** Try it **
Answer these questions from the passage about Henry Spencer:
1. Who tells Henry that Mary has invited him to dinner with her family?
2. When does Mary go back to her parents' place and leave Henry alone?
3. What two features of the film create its surreal dreamscape?

** Passage to read **
*-*-*

Henry Spencer (Jack Nance) lives in a run-down, industrial city in a small apartment. He has strange dreams about the Lady in the Radiator (Laurel Near) and the Man in the Planet (Jack Fisk). He is informed by the Beautiful Girl From Across the Hall (Judith Anna Roberts) that his girlfriend, Mary X (Charlotte Stewart), has invited him for dinner with her family. He goes to her strange little home and meets her strange parents; her overly familiar mother (Jeanne Bates) and talkative father (Allen Joseph). They don't get to eat any dinner because when they try to carve the 'bird', it begins to twitch and bleed. Mary's mother informs Henry that Mary has had a child and that it is his.
Soon, Henry and Mary are in his little apartment caring for their child; a swaddled, crying creature with an inhuman appearance. When the child won't quieten down, Mary goes back to her parents' leaving Henry alone.
After further strange dreams, Henry cuts open the child's swaddling to reveal its true form.
A strange film, it manages to be both grotesque and beautiful. The dreamlike quality of the styling and the black and white colouring create a strange and surreal dreamscape in which the film is set. Everything is slightly unfamiliar and odd. It's a real study in human strangeness and in the urban decay in which many of us surround ourselves. A strange, uncomfortable film, it is a classic within its own right and spawned much of the outlandish scenes present in films since.

*-*-*

Text-to-region grounding data:
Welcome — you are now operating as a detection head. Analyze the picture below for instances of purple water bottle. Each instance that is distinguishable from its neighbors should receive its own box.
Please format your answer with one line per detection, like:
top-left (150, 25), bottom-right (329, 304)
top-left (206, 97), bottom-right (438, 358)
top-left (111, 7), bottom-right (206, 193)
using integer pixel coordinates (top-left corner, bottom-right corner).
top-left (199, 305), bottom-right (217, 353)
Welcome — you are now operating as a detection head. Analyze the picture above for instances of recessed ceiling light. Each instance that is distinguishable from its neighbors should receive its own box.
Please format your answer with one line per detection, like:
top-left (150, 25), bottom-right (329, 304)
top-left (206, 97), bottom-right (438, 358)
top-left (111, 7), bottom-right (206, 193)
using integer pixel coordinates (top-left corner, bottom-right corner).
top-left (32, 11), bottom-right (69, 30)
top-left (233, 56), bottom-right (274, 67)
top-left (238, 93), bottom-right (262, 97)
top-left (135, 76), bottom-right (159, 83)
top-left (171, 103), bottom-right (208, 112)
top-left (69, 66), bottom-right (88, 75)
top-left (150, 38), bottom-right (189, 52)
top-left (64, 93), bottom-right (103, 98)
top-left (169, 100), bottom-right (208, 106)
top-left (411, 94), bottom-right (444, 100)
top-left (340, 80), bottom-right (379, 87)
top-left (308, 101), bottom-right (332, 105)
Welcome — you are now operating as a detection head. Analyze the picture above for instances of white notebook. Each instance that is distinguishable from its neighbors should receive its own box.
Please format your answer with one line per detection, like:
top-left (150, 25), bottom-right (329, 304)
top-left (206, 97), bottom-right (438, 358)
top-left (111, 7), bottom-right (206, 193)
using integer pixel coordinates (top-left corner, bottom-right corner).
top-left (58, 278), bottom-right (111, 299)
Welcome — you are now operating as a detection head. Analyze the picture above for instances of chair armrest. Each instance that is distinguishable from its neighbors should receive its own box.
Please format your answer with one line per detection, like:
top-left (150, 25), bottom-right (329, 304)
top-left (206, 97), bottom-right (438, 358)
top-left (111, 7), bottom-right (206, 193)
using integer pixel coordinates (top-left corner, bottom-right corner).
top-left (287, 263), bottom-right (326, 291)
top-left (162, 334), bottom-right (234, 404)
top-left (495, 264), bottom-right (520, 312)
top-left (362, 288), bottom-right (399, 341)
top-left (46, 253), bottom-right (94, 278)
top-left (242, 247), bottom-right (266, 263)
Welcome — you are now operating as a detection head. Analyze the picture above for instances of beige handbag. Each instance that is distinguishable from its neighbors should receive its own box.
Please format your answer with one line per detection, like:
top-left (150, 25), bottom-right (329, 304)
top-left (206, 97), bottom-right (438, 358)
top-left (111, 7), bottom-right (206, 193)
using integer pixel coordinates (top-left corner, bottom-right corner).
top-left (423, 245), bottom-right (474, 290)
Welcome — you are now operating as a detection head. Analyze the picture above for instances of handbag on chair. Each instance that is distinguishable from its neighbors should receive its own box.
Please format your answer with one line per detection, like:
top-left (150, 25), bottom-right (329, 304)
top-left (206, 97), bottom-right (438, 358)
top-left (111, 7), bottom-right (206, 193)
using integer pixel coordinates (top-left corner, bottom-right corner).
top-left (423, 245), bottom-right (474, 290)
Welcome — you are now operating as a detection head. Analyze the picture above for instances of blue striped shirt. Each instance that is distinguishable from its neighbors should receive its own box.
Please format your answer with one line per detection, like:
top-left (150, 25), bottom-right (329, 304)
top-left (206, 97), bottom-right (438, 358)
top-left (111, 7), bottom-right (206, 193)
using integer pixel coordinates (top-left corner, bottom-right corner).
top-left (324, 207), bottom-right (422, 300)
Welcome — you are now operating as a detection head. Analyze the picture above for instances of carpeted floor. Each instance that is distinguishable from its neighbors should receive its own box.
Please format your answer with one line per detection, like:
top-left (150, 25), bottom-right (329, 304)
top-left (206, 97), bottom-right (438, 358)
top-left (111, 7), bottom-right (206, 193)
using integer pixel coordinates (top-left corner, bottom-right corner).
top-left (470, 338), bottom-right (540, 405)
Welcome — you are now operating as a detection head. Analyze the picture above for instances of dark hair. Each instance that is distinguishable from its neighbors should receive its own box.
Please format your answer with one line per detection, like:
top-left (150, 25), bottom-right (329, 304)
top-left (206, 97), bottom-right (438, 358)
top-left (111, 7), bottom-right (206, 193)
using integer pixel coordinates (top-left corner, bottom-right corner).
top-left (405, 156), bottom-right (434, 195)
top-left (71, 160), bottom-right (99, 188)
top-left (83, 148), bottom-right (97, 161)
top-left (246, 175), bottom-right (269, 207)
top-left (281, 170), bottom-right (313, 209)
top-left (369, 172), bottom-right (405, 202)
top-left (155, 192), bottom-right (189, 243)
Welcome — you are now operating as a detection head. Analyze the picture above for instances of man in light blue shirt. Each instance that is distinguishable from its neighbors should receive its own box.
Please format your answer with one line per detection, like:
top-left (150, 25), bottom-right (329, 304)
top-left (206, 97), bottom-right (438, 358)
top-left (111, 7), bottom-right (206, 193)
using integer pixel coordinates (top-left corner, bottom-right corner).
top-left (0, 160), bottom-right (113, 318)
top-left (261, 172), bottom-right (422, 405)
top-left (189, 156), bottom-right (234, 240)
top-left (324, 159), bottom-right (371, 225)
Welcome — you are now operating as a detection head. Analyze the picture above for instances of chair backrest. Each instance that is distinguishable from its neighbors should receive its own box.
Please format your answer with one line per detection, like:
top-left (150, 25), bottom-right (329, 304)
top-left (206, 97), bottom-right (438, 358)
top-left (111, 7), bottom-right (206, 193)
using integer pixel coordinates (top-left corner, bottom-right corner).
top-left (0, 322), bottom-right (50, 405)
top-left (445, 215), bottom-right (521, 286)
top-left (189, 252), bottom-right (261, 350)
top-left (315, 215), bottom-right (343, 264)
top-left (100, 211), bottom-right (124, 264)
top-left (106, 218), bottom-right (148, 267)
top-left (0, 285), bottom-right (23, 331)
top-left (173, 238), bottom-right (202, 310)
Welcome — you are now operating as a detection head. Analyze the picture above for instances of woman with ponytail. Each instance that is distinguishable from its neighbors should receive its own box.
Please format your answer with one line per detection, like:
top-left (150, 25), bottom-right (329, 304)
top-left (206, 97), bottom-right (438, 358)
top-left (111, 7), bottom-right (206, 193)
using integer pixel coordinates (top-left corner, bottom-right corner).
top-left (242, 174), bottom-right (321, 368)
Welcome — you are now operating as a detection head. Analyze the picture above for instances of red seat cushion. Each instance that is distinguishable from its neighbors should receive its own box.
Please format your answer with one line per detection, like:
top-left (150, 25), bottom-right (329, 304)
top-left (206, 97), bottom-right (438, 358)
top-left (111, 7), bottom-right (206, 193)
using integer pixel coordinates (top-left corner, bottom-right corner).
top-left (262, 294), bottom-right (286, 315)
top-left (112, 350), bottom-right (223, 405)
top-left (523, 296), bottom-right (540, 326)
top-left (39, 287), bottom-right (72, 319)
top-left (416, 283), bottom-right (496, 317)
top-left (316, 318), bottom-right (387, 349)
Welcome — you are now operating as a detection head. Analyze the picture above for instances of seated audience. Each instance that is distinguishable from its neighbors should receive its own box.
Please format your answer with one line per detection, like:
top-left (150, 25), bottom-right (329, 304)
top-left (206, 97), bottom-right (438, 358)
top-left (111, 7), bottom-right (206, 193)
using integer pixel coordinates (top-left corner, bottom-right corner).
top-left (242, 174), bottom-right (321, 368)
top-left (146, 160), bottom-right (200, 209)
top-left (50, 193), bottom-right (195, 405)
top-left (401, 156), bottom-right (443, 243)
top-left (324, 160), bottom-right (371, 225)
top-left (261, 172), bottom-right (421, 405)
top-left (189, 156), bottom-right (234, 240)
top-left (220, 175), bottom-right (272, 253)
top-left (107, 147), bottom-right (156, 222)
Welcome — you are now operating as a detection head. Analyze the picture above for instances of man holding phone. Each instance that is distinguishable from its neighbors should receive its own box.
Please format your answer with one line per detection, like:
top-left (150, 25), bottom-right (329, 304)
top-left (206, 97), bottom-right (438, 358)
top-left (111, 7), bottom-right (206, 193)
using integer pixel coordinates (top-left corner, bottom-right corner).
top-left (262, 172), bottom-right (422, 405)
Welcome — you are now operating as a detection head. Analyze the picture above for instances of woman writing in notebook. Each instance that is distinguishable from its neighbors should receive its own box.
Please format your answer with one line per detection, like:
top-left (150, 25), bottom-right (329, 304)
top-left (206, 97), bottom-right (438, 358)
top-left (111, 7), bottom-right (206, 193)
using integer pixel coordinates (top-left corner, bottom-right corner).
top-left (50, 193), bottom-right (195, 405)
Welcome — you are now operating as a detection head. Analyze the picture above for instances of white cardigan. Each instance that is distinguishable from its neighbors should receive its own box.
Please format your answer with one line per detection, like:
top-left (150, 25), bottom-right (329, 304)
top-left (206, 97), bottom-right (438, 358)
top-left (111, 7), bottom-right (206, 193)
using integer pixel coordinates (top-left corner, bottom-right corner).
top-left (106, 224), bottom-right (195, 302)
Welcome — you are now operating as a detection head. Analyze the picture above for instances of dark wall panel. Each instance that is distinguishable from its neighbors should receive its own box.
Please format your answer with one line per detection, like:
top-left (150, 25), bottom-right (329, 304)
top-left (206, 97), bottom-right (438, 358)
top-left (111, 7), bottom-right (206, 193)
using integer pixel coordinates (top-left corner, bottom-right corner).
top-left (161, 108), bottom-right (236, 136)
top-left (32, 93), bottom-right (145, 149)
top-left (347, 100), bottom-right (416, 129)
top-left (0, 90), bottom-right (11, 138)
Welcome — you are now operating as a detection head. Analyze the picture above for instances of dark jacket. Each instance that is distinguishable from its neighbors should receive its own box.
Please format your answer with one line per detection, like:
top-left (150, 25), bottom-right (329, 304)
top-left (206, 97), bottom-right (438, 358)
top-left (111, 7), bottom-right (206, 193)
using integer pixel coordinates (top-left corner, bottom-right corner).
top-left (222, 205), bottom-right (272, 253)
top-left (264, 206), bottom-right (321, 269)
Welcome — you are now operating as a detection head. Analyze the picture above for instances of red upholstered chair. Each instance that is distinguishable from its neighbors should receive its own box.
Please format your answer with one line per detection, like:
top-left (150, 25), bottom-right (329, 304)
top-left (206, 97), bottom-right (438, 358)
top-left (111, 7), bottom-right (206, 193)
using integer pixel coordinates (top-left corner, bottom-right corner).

*-*-*

** Answer to this exercise **
1. The Beautiful Girl From Across the Hall (Judith Anna Roberts).
2. When the child won't quiet down.
3. The dreamlike quality of the styling and the black-and-white coloring.